One percent of America’s population owns nearly 40% of the wealth. Further enforcing the socioeconomics of the “haves and the have-nots.” Meanwhile every day visions of income inequality are shoved in our faces with the news media reporting on the disparities of CEO’s to workers salaries and the new wave of gentry and upper bracket earners flaunting their fortunes. In turn the public idolizes rich self-serving idiots like Trump (besides his unconcealed racism that’s one of the main reasons they elected his ignorant ass), and talentless people are celebrities only because they have a shit ton of money. Name recognition is a brand. Wealth is envied. The masses fantasize and dream.
How else could you get people to vote against themselves excerpt by allowing them to think they too have a chance of becoming filthy rich, when in fact they don’t and never will. If you’re living in a doublewide with a popcorn ceiling then you really shouldn’t be worrying about inheritance tax. But yeah, dream on, vote red sucker.
And even though I know it’s all idol worship hyperbole bordering on obsessive hysteria that shit can still get to me. Especially in a city like Los Angeles where opulent wealth is constantly on display and youth is a seven-figure commodity. That feeling of desire and envy when I park my twenty-year-old Volkswagen next to brand new Maseratis, Benzes, and Bugattis in the grocery store parking lot. I scan the real estate listings and get depressed because the average two-bedroom house is selling for $1.5 million. I watch rents skyrocket to unaffordable and my neighborhood’s demographic flip into, “hey, you can’t live here anymore.”
This type of covetous yearning isn’t something that I’m very proud of. It brings out a shallow materialistic part of me that I really don’t want to relate to—let alone admit. I’d like to think I value the creative beauty that life has to offer over amassing wealth. Then I think of the future and visions of homelessness and living in a tent on a grungy urban sidewalk invade my brain and the fear of uncertainty screams out in pain.

▶ **Exercise aim**
Answer these from the excerpt on wealth and envy:
(a) What share of America's wealth does the text say one percent of the population owns?
(b) What car does the writer park next to Maseratis, Benzes, and Bugattis?
(c) What price does the text give for the average two-bedroom house in the listings the writer scans?

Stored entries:
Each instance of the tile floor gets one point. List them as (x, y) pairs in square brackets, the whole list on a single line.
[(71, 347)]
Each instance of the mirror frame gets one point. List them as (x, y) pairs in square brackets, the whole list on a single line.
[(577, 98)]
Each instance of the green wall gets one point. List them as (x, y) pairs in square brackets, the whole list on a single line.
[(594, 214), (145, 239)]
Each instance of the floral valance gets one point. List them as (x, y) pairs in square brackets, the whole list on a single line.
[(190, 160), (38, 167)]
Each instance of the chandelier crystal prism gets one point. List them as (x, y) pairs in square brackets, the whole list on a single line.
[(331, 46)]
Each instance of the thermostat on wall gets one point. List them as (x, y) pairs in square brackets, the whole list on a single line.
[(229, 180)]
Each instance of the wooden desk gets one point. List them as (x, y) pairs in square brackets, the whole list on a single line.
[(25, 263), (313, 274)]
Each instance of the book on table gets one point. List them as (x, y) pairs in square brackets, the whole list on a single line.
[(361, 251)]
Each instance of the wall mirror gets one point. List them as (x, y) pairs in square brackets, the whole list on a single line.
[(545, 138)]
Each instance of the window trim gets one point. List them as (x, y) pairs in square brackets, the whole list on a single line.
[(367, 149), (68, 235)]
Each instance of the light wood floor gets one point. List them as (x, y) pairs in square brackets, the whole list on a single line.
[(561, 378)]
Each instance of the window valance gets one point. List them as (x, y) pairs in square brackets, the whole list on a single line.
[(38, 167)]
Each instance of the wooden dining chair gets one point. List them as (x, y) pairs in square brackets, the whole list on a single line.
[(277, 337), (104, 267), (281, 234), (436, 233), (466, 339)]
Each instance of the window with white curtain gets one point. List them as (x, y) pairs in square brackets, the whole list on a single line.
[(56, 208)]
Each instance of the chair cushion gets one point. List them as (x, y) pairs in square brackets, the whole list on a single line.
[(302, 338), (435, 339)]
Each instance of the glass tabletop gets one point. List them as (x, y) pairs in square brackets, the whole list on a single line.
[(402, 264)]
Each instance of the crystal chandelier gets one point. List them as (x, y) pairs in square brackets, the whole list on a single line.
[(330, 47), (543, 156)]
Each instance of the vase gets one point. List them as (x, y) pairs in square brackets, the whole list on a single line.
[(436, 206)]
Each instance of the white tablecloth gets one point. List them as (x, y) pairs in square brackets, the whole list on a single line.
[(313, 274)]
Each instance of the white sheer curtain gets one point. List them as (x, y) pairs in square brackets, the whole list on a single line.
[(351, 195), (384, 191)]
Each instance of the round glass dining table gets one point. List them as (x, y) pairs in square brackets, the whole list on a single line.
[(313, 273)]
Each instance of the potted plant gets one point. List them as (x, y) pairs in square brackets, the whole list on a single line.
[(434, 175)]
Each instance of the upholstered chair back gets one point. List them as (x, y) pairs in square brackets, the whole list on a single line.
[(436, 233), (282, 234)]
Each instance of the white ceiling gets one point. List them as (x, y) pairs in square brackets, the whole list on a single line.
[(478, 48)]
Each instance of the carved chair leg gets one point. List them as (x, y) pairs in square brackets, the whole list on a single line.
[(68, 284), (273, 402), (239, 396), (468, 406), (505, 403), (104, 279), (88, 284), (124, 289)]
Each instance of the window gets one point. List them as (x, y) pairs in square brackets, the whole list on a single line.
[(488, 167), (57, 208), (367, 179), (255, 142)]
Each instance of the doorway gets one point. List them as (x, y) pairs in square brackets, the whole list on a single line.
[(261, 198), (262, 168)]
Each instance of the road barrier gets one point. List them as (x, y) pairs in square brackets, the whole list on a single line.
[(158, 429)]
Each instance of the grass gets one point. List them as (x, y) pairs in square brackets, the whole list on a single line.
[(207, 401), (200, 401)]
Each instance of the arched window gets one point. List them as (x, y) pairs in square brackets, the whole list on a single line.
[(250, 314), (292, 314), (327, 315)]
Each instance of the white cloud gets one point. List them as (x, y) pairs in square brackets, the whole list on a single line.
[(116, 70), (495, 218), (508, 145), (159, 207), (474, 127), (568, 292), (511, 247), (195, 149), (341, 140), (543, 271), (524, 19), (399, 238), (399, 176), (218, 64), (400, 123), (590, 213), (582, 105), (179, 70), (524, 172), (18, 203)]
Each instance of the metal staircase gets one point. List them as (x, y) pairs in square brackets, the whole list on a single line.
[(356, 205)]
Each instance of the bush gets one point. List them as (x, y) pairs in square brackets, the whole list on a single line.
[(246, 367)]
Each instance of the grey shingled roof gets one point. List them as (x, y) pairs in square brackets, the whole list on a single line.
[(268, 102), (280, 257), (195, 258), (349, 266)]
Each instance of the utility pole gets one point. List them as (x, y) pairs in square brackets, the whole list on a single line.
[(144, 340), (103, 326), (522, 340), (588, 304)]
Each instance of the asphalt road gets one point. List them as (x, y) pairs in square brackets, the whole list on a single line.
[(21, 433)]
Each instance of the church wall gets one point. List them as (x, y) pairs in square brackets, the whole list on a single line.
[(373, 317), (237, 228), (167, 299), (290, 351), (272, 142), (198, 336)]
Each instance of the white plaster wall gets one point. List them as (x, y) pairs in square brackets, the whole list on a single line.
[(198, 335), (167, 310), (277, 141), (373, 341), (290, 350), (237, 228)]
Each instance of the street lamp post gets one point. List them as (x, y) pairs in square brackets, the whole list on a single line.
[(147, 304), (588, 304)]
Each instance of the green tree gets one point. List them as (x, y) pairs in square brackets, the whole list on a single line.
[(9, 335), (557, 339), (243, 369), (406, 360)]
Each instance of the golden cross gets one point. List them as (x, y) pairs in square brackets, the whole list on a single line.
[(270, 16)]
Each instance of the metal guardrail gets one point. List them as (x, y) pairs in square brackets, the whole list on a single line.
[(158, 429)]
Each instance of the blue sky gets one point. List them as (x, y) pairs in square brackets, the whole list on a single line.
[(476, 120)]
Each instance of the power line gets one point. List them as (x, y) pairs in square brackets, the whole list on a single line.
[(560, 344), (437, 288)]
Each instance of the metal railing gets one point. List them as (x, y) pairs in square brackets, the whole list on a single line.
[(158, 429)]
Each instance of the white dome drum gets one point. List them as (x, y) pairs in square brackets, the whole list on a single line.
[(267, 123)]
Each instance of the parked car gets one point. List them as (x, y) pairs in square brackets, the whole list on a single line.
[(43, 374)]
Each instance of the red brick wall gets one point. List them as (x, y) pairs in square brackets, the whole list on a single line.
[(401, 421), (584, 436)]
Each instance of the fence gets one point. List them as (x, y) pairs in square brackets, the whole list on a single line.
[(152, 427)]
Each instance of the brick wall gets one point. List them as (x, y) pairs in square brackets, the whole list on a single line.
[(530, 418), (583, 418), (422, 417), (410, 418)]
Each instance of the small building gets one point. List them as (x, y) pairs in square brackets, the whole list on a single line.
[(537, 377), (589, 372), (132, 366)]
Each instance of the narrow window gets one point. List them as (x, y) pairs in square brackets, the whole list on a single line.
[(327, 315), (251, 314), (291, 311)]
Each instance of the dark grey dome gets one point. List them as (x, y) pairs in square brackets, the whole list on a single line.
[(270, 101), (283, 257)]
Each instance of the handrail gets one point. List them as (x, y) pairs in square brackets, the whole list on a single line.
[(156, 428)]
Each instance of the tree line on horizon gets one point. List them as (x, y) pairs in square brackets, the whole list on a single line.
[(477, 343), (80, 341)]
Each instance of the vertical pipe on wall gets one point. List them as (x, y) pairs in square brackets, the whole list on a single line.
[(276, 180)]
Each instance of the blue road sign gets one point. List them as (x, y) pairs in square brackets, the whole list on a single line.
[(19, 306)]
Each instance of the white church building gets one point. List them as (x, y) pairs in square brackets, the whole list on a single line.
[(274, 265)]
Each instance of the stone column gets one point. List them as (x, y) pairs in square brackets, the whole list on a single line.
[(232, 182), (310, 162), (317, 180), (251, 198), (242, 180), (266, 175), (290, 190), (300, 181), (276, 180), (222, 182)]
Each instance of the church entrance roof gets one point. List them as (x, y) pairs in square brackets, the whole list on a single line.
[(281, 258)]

▶ **Answer space**
(a) Nearly 40%.
(b) A twenty-year-old Volkswagen.
(c) $1.5 million.